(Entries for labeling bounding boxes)
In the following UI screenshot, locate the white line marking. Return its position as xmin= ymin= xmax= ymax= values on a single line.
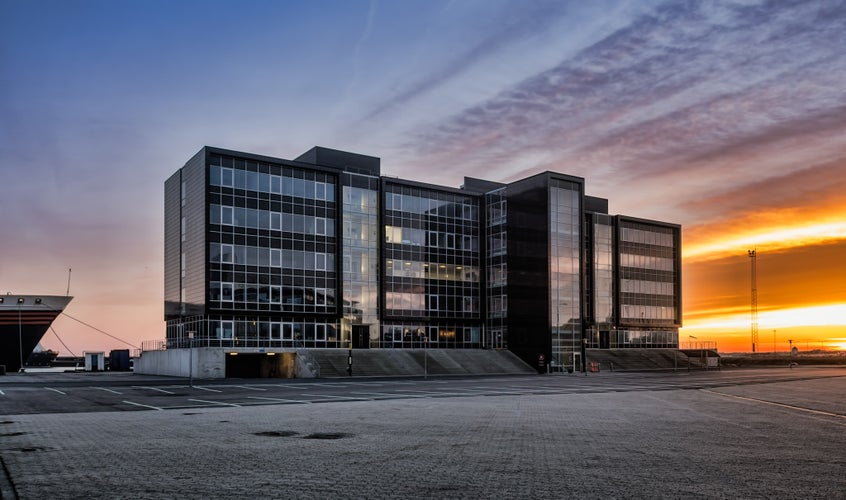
xmin=300 ymin=393 xmax=372 ymax=401
xmin=702 ymin=389 xmax=846 ymax=418
xmin=92 ymin=387 xmax=123 ymax=394
xmin=124 ymin=401 xmax=164 ymax=410
xmin=247 ymin=396 xmax=311 ymax=403
xmin=135 ymin=385 xmax=176 ymax=394
xmin=350 ymin=392 xmax=429 ymax=399
xmin=188 ymin=399 xmax=241 ymax=408
xmin=194 ymin=385 xmax=223 ymax=392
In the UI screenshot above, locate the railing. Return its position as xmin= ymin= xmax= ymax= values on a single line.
xmin=679 ymin=340 xmax=717 ymax=351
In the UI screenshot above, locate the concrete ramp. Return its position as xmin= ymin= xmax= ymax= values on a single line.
xmin=309 ymin=349 xmax=536 ymax=378
xmin=586 ymin=349 xmax=705 ymax=371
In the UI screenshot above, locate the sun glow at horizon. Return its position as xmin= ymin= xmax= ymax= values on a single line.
xmin=684 ymin=304 xmax=846 ymax=330
xmin=682 ymin=220 xmax=846 ymax=260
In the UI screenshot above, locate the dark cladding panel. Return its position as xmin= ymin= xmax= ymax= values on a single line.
xmin=164 ymin=170 xmax=182 ymax=320
xmin=182 ymin=148 xmax=208 ymax=315
xmin=461 ymin=177 xmax=506 ymax=194
xmin=585 ymin=196 xmax=608 ymax=214
xmin=506 ymin=175 xmax=552 ymax=366
xmin=294 ymin=146 xmax=380 ymax=176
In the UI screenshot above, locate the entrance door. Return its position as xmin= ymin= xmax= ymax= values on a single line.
xmin=352 ymin=325 xmax=370 ymax=349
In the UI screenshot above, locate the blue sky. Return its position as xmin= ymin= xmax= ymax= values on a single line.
xmin=0 ymin=0 xmax=846 ymax=347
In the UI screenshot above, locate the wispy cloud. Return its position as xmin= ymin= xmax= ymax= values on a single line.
xmin=400 ymin=2 xmax=846 ymax=197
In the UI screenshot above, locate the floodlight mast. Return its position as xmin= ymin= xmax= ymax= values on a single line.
xmin=746 ymin=249 xmax=758 ymax=352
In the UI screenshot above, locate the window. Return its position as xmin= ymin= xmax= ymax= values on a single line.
xmin=220 ymin=207 xmax=233 ymax=226
xmin=429 ymin=295 xmax=440 ymax=311
xmin=220 ymin=244 xmax=234 ymax=264
xmin=217 ymin=321 xmax=234 ymax=339
xmin=220 ymin=168 xmax=233 ymax=187
xmin=220 ymin=283 xmax=233 ymax=302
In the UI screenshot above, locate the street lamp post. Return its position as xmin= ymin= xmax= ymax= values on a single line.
xmin=18 ymin=297 xmax=25 ymax=373
xmin=188 ymin=331 xmax=194 ymax=388
xmin=423 ymin=335 xmax=429 ymax=380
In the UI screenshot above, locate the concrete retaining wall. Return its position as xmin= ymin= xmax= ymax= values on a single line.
xmin=135 ymin=347 xmax=226 ymax=378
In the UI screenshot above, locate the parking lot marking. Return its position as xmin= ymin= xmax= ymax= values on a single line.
xmin=300 ymin=394 xmax=370 ymax=401
xmin=350 ymin=392 xmax=429 ymax=399
xmin=133 ymin=385 xmax=176 ymax=394
xmin=193 ymin=385 xmax=223 ymax=392
xmin=702 ymin=389 xmax=846 ymax=418
xmin=124 ymin=401 xmax=164 ymax=410
xmin=247 ymin=396 xmax=311 ymax=403
xmin=92 ymin=387 xmax=123 ymax=394
xmin=188 ymin=398 xmax=241 ymax=408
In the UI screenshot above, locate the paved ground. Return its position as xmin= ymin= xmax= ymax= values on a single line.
xmin=0 ymin=368 xmax=846 ymax=500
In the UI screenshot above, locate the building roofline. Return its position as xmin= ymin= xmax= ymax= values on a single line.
xmin=614 ymin=214 xmax=682 ymax=229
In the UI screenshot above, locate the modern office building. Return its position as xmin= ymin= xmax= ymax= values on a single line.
xmin=165 ymin=147 xmax=681 ymax=370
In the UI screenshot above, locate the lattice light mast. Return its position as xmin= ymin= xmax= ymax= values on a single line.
xmin=747 ymin=250 xmax=758 ymax=352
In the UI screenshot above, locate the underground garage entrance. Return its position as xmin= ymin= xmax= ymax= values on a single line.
xmin=226 ymin=352 xmax=297 ymax=378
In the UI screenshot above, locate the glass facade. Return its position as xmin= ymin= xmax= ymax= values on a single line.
xmin=611 ymin=217 xmax=681 ymax=348
xmin=165 ymin=148 xmax=681 ymax=369
xmin=485 ymin=188 xmax=508 ymax=349
xmin=382 ymin=182 xmax=481 ymax=347
xmin=201 ymin=155 xmax=340 ymax=347
xmin=342 ymin=173 xmax=379 ymax=347
xmin=549 ymin=179 xmax=582 ymax=368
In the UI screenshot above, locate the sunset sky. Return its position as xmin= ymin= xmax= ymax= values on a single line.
xmin=0 ymin=0 xmax=846 ymax=355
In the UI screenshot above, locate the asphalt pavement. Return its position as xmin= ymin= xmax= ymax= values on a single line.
xmin=0 ymin=367 xmax=846 ymax=500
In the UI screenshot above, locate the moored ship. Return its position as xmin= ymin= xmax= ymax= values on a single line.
xmin=0 ymin=293 xmax=73 ymax=372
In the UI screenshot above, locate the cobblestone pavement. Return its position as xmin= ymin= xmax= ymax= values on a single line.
xmin=0 ymin=377 xmax=846 ymax=500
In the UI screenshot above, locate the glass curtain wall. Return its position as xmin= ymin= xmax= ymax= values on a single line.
xmin=588 ymin=214 xmax=615 ymax=349
xmin=485 ymin=188 xmax=508 ymax=349
xmin=615 ymin=220 xmax=679 ymax=348
xmin=382 ymin=183 xmax=481 ymax=348
xmin=341 ymin=173 xmax=379 ymax=347
xmin=549 ymin=179 xmax=582 ymax=370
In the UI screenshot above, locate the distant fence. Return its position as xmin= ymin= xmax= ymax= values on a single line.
xmin=679 ymin=340 xmax=717 ymax=351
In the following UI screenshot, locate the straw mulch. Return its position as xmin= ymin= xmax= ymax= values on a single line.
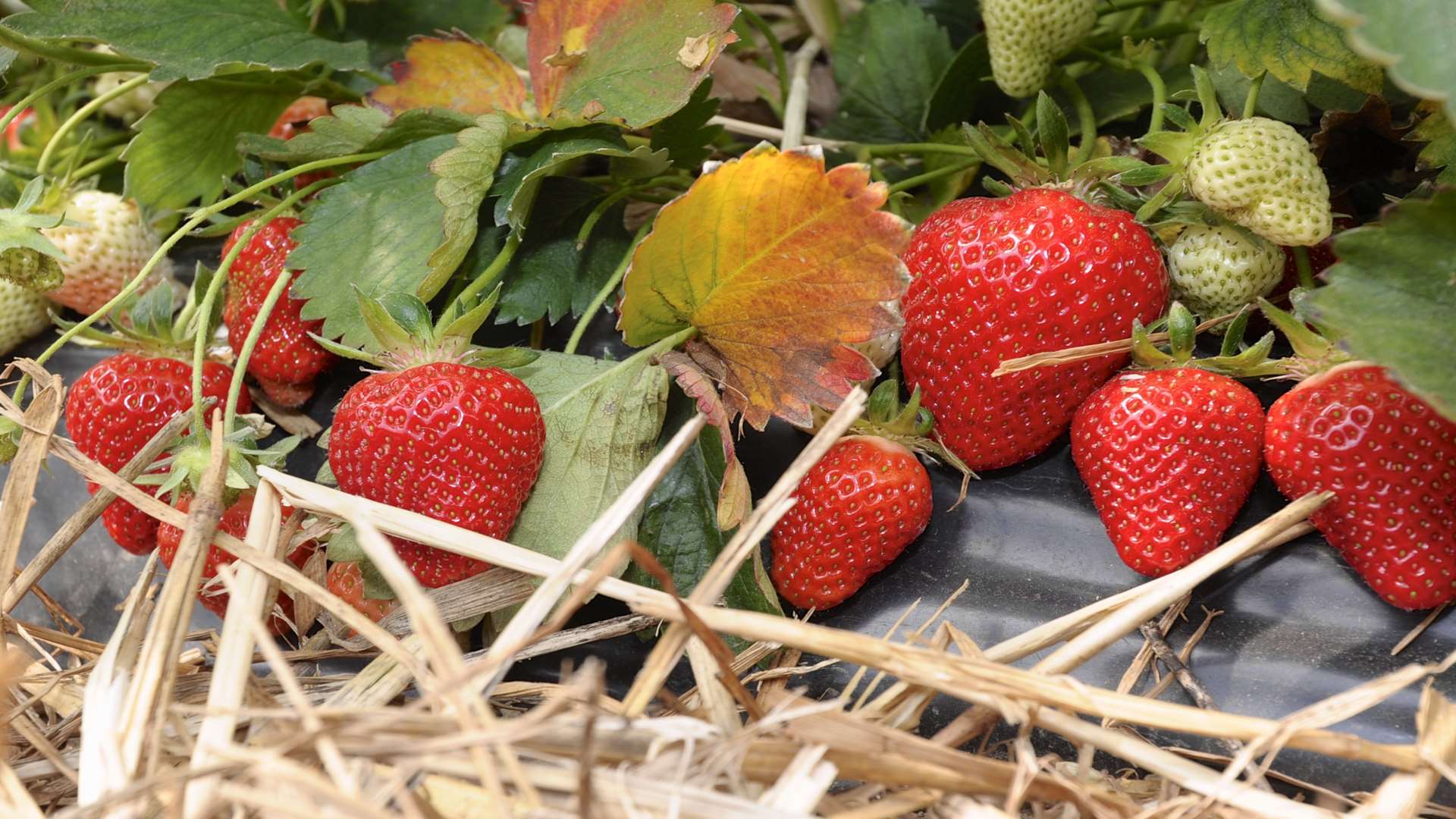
xmin=0 ymin=362 xmax=1456 ymax=819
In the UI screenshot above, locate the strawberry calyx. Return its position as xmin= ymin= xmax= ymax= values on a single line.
xmin=846 ymin=379 xmax=975 ymax=509
xmin=1133 ymin=302 xmax=1284 ymax=378
xmin=309 ymin=286 xmax=500 ymax=370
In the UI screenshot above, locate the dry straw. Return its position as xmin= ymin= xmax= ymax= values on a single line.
xmin=0 ymin=362 xmax=1456 ymax=819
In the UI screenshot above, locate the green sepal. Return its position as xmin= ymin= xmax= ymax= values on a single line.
xmin=1037 ymin=90 xmax=1072 ymax=180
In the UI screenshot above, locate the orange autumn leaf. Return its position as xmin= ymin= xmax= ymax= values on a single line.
xmin=527 ymin=0 xmax=738 ymax=128
xmin=619 ymin=144 xmax=910 ymax=430
xmin=369 ymin=36 xmax=527 ymax=120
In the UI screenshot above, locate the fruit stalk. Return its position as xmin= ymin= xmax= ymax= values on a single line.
xmin=35 ymin=74 xmax=147 ymax=175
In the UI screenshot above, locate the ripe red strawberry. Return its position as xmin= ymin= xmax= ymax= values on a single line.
xmin=329 ymin=362 xmax=546 ymax=588
xmin=1264 ymin=363 xmax=1456 ymax=609
xmin=223 ymin=215 xmax=337 ymax=406
xmin=770 ymin=436 xmax=930 ymax=610
xmin=157 ymin=491 xmax=315 ymax=634
xmin=328 ymin=561 xmax=397 ymax=623
xmin=900 ymin=188 xmax=1168 ymax=469
xmin=65 ymin=353 xmax=253 ymax=554
xmin=1072 ymin=367 xmax=1264 ymax=577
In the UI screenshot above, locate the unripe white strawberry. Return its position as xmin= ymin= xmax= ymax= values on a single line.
xmin=1187 ymin=117 xmax=1332 ymax=245
xmin=41 ymin=191 xmax=172 ymax=313
xmin=1168 ymin=224 xmax=1284 ymax=319
xmin=0 ymin=281 xmax=51 ymax=356
xmin=981 ymin=0 xmax=1098 ymax=96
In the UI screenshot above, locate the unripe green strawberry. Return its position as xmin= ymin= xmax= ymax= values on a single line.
xmin=981 ymin=0 xmax=1098 ymax=96
xmin=41 ymin=191 xmax=172 ymax=313
xmin=0 ymin=248 xmax=65 ymax=290
xmin=1187 ymin=117 xmax=1332 ymax=245
xmin=1168 ymin=224 xmax=1284 ymax=318
xmin=0 ymin=277 xmax=51 ymax=356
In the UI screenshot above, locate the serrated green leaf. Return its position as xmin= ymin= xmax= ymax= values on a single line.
xmin=288 ymin=136 xmax=456 ymax=350
xmin=1296 ymin=190 xmax=1456 ymax=419
xmin=1405 ymin=111 xmax=1456 ymax=185
xmin=339 ymin=0 xmax=511 ymax=65
xmin=6 ymin=0 xmax=369 ymax=81
xmin=924 ymin=33 xmax=992 ymax=131
xmin=121 ymin=73 xmax=299 ymax=209
xmin=1200 ymin=0 xmax=1386 ymax=93
xmin=237 ymin=105 xmax=475 ymax=165
xmin=651 ymin=77 xmax=723 ymax=169
xmin=428 ymin=114 xmax=505 ymax=278
xmin=1209 ymin=64 xmax=1309 ymax=125
xmin=495 ymin=177 xmax=632 ymax=325
xmin=510 ymin=347 xmax=668 ymax=565
xmin=1316 ymin=0 xmax=1456 ymax=117
xmin=826 ymin=0 xmax=956 ymax=143
xmin=495 ymin=125 xmax=657 ymax=231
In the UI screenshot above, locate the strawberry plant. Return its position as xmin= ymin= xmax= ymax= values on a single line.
xmin=0 ymin=0 xmax=1456 ymax=814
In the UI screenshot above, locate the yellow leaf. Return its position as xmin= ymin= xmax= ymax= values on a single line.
xmin=619 ymin=144 xmax=910 ymax=430
xmin=369 ymin=36 xmax=526 ymax=120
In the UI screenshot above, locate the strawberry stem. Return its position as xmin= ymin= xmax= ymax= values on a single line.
xmin=192 ymin=179 xmax=334 ymax=436
xmin=12 ymin=149 xmax=389 ymax=403
xmin=1244 ymin=71 xmax=1269 ymax=120
xmin=562 ymin=221 xmax=652 ymax=356
xmin=35 ymin=74 xmax=147 ymax=175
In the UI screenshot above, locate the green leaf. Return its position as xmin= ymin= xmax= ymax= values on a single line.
xmin=924 ymin=33 xmax=992 ymax=131
xmin=428 ymin=114 xmax=505 ymax=278
xmin=1316 ymin=0 xmax=1456 ymax=117
xmin=288 ymin=136 xmax=456 ymax=350
xmin=495 ymin=177 xmax=632 ymax=325
xmin=121 ymin=73 xmax=299 ymax=209
xmin=495 ymin=125 xmax=657 ymax=231
xmin=237 ymin=105 xmax=475 ymax=165
xmin=1209 ymin=64 xmax=1309 ymax=125
xmin=826 ymin=0 xmax=956 ymax=143
xmin=6 ymin=0 xmax=369 ymax=81
xmin=1200 ymin=0 xmax=1380 ymax=93
xmin=511 ymin=347 xmax=668 ymax=565
xmin=1405 ymin=111 xmax=1456 ymax=185
xmin=1298 ymin=190 xmax=1456 ymax=419
xmin=652 ymin=77 xmax=723 ymax=169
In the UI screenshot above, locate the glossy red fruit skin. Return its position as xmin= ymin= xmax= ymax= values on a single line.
xmin=326 ymin=561 xmax=396 ymax=623
xmin=65 ymin=353 xmax=253 ymax=554
xmin=1264 ymin=363 xmax=1456 ymax=610
xmin=329 ymin=362 xmax=546 ymax=588
xmin=1072 ymin=367 xmax=1264 ymax=577
xmin=223 ymin=215 xmax=337 ymax=406
xmin=900 ymin=188 xmax=1168 ymax=469
xmin=157 ymin=491 xmax=316 ymax=635
xmin=769 ymin=436 xmax=932 ymax=610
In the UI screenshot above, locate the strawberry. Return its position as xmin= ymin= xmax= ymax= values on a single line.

# GIVEN INSTRUCTION
Scale the rows from the one containing "In the UI screenshot above, locate the concrete ramp." down to the one containing "xmin=746 ymin=249 xmax=758 ymax=352", both included, and give only those rows again, requests and all. Multiply every bounding box coordinate in the answers by 2.3 and round each to a whole number, rounding halves up.

# PROBLEM SOLUTION
In the UI screenshot above, locate the concrete ramp. Return its position as xmin= ymin= xmax= ymax= values on a single line.
xmin=711 ymin=803 xmax=1233 ymax=869
xmin=1348 ymin=803 xmax=1622 ymax=853
In the UI screenshot above, locate the sun glow at horizon. Return its position as xmin= ymin= xmax= ymax= values on a single line.
xmin=1573 ymin=699 xmax=1946 ymax=759
xmin=1569 ymin=506 xmax=1946 ymax=598
In the UI screenshot above, locate the dark cladding panel. Return its position as xmin= ymin= xmax= ymax= values on a single line.
xmin=377 ymin=391 xmax=419 ymax=736
xmin=419 ymin=340 xmax=478 ymax=725
xmin=1060 ymin=407 xmax=1164 ymax=446
xmin=1346 ymin=451 xmax=1398 ymax=492
xmin=1164 ymin=403 xmax=1270 ymax=842
xmin=676 ymin=336 xmax=874 ymax=405
In the UI screenshot above, locate the entrance door. Return its position as xmin= ymin= xmax= ymax= values on a single line.
xmin=810 ymin=748 xmax=851 ymax=803
In the UI screenshot above, locate the blue sky. Return its position as xmin= ymin= xmax= ymax= values on a single line.
xmin=0 ymin=0 xmax=1946 ymax=798
In the UI screenshot above, locate the wispy cloud. Return its position as xmin= ymin= xmax= ymax= values on a single line.
xmin=920 ymin=5 xmax=1946 ymax=453
In the UI screenshot above, locate the floodlight mast. Return its position as xmin= ymin= xmax= ymax= values on a single line.
xmin=1716 ymin=573 xmax=1743 ymax=810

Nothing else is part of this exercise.